**Description of the task**. Identical copies of all the records below are needed.
== Segment start ==
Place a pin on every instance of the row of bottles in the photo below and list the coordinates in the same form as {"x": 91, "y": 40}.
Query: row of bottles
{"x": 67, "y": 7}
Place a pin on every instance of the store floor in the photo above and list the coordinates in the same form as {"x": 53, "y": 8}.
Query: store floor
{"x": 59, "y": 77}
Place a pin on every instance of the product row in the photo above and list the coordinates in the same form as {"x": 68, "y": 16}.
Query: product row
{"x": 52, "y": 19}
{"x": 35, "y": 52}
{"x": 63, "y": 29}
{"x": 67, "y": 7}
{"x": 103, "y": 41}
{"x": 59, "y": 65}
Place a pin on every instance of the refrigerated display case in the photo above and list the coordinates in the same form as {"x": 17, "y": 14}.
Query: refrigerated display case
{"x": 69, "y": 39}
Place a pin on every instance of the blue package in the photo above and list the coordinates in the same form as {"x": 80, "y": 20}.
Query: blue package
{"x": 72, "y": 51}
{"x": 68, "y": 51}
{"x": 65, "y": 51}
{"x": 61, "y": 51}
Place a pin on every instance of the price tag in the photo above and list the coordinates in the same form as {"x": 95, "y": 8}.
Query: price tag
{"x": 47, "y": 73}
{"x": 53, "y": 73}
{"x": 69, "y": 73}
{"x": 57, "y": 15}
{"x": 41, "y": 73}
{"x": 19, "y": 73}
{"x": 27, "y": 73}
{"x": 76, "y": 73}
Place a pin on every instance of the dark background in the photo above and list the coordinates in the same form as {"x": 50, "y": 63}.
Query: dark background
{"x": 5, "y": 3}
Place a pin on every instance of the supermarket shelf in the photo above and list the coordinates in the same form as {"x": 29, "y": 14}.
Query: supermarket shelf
== Segment end ==
**Solution**.
Place a pin on every instance of the row of bottles in the photo below and list the coordinates in the same form as {"x": 91, "y": 40}.
Query: row of bottles
{"x": 67, "y": 7}
Place a pin on every instance of the store floor in the photo above and list the coordinates in the same form as {"x": 53, "y": 8}.
Query: store floor
{"x": 59, "y": 77}
Place a pin on every instance of the product row in the photo above and list the coordinates in the same form as {"x": 68, "y": 16}.
Query: product row
{"x": 52, "y": 19}
{"x": 35, "y": 52}
{"x": 63, "y": 29}
{"x": 67, "y": 7}
{"x": 103, "y": 41}
{"x": 59, "y": 65}
Place a pin on every instance of the refrigerated display case in the photo above and list the coordinates in the same form as {"x": 17, "y": 14}.
Query: refrigerated display case
{"x": 69, "y": 39}
Place a pin on every instance of the blue package in the photo above and list the coordinates in the same form as {"x": 80, "y": 20}.
Query: blue package
{"x": 72, "y": 51}
{"x": 68, "y": 51}
{"x": 65, "y": 51}
{"x": 61, "y": 51}
Place a pin on every instance of the price tag in the photo above and list the coordinates in the same form as {"x": 95, "y": 8}.
Query: price tag
{"x": 47, "y": 73}
{"x": 53, "y": 73}
{"x": 69, "y": 73}
{"x": 57, "y": 15}
{"x": 41, "y": 73}
{"x": 19, "y": 73}
{"x": 27, "y": 73}
{"x": 76, "y": 73}
Place a pin on every instance of the dark background in the photo above and list the coordinates in the same form as {"x": 50, "y": 63}.
Query: dark background
{"x": 5, "y": 3}
Place a pin on every instance of the supermarket shelf in the photo above and list the coordinates in the same form as {"x": 29, "y": 14}.
Query: supermarket shelf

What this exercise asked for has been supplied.